• Brief 1
In the file-handling tutorial below, list the column names in the header line that the code writes to the output file.

• Source text
Now you can do many other things with the data in the file. If you want to count the number of times a carbon element appears in the file. 

In [None]:
# Open the file
fileHandle = open("data/TestFile.pdb")
 
# Read all the lines in the file (as separated by a newline character), and store them in the lines list
# Each element in this list corresponds to one line of the file!
lines = fileHandle.readlines()
 
# Close the file
fileHandle.close()
 
# Initialise the line counter
lineCount = 0
 
# Loop over the lines
for line in lines:
    if line.count(" C "):       # Alternatively, use "if ' C ' in line:"
        print(line, end='')     # Using the 'end' argument in the print because the line already contains a newline at the end
                                # otherwise will get double spacing.
        lineCount += 1

print("Number of lines with ' C ': {}".format(lineCount))

You should find 75 lines - note that in this case, for those who know the PDB format a bit, you're finding all carbon atoms.

## 9.3 Writing a file
Writing a file is very similar, except that you have to let Python know you are writing this time by adding the `'w'` parameter. 

In [None]:
# Open the file for writing - by using the extra 'w' argument.
# Be careful - if the file exists already it will be overwritten without warning!
fileHandle = open("data/testFile.txt",'w') 
 
# Write a header line for the data we will be writing. Don't forget the newline at the end!!!
fileHandle.write("LineNumber Value Divided_five  Rest_divided_five\n")
 
# Create some data to write out
myData = list(range(50,100))

• Material to process
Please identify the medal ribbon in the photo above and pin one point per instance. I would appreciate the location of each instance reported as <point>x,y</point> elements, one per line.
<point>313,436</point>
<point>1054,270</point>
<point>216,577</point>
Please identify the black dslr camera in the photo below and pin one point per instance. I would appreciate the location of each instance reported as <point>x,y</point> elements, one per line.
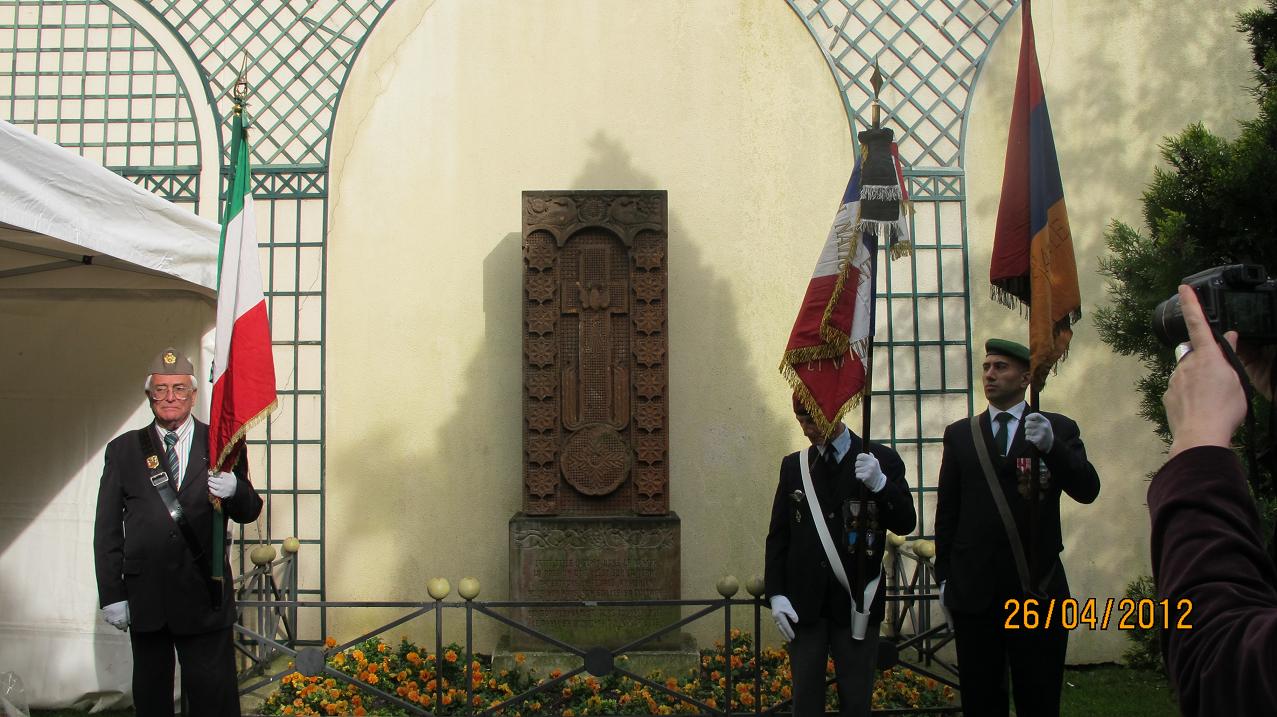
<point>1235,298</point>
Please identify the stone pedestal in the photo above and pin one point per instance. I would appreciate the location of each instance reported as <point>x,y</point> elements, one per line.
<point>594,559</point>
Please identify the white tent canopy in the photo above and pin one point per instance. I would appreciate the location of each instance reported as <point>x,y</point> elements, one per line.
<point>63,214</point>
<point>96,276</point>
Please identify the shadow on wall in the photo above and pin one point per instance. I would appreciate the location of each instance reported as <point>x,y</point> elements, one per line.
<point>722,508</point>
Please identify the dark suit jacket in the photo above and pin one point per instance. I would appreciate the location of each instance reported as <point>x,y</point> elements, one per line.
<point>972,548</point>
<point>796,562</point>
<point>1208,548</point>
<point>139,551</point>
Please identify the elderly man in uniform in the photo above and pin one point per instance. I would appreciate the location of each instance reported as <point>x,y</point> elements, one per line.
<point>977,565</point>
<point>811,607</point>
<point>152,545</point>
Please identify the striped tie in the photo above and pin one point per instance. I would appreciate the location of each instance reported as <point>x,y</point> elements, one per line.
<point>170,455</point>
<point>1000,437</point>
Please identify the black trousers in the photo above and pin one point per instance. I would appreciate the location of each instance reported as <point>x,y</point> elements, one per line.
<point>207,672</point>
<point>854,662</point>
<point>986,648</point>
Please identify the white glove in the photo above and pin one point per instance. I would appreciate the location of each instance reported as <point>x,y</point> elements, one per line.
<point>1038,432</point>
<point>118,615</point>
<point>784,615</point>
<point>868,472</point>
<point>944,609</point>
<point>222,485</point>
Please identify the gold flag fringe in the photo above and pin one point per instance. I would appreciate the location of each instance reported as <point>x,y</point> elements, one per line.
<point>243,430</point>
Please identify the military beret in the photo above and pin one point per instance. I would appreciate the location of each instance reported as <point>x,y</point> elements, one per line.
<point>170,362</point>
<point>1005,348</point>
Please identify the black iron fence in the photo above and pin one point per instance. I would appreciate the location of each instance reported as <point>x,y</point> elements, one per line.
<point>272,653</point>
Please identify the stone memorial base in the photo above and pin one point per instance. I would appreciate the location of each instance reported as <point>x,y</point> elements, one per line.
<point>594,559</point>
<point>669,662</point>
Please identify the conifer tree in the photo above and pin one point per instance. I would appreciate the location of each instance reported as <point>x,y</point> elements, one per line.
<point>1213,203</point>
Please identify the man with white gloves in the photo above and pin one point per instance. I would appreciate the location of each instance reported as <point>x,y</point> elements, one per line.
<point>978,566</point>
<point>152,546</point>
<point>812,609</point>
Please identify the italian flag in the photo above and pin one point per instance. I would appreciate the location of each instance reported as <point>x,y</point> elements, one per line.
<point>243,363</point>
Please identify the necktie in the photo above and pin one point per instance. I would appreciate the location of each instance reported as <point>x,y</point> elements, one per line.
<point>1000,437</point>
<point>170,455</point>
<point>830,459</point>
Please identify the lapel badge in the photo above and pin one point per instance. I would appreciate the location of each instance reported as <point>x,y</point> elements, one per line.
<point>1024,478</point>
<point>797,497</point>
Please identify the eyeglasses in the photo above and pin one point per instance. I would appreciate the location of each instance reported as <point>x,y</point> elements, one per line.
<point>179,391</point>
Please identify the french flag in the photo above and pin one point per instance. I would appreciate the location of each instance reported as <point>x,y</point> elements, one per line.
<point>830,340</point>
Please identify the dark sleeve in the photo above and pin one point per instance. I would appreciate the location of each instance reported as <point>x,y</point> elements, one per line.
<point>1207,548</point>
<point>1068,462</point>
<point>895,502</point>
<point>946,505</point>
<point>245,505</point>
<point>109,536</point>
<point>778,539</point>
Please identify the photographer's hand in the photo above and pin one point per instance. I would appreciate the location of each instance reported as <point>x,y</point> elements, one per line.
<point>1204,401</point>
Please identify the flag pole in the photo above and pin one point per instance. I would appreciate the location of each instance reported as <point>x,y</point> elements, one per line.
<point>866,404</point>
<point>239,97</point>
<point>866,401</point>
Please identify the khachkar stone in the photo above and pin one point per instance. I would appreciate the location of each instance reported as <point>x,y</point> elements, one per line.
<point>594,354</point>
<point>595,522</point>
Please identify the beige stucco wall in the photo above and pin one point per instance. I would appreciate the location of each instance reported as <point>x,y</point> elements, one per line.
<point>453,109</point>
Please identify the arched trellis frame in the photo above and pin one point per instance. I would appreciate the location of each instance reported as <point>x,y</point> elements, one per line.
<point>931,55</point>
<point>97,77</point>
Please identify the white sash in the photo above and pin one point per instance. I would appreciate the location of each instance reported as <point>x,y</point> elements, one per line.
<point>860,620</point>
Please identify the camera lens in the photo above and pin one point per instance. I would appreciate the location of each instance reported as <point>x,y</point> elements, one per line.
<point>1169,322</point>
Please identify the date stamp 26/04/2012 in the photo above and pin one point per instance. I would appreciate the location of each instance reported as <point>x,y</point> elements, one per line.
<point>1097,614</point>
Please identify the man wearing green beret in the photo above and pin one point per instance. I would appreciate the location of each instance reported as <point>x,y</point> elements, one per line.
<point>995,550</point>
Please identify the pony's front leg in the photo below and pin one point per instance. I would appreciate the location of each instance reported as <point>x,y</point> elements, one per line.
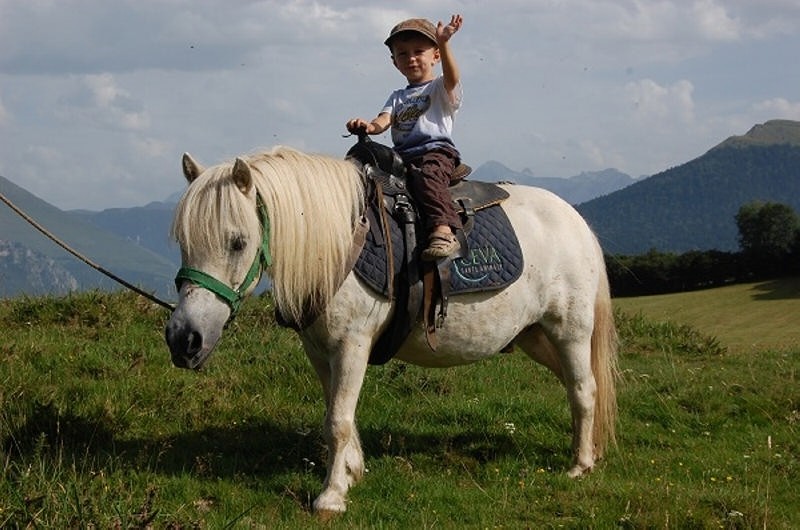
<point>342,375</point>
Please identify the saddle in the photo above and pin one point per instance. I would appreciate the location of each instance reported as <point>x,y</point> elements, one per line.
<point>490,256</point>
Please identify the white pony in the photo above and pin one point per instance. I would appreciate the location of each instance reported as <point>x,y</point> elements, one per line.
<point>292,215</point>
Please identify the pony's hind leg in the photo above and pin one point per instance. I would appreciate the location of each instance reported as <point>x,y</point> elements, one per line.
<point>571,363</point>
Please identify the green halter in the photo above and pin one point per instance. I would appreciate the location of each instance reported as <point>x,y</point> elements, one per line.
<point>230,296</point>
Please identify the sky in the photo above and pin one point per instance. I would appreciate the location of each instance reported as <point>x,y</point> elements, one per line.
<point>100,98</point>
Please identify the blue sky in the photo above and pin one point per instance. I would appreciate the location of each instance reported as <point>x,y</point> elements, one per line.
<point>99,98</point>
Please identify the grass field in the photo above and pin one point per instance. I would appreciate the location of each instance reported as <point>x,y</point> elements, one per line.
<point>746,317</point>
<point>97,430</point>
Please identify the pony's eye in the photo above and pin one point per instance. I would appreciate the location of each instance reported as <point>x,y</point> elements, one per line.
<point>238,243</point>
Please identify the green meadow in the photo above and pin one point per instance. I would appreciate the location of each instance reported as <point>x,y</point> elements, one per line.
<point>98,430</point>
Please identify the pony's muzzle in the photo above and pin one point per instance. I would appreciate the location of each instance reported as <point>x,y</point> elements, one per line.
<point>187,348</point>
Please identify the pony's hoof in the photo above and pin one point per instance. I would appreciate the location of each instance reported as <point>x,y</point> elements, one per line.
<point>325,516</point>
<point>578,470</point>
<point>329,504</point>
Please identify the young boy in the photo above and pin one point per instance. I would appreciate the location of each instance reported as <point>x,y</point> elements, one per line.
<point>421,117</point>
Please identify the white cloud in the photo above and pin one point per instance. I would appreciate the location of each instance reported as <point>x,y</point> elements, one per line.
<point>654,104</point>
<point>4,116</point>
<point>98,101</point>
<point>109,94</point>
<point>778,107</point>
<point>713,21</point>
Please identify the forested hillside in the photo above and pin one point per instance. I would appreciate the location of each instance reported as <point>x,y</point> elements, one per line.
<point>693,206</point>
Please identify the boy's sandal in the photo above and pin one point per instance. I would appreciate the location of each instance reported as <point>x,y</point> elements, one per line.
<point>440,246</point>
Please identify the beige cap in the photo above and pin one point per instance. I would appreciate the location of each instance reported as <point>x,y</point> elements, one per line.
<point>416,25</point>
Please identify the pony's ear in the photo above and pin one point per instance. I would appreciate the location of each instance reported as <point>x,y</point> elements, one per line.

• Brief 2
In the entries above, begin at the line that has "Please identify the dark sleeve" and stop after the line that has "<point>245,505</point>". Rewrite only those lines, requests included, and shift every point coordinate by -76.

• Task solution 1
LineNumber, Value, Divided_five, Rest_divided_five

• Task solution 2
Please identify the dark sleeve in the photo above and pin one point per instance. I would appreciate the location of each instance reported as <point>x,y</point> elements, one per line.
<point>1131,472</point>
<point>992,386</point>
<point>819,426</point>
<point>870,429</point>
<point>169,429</point>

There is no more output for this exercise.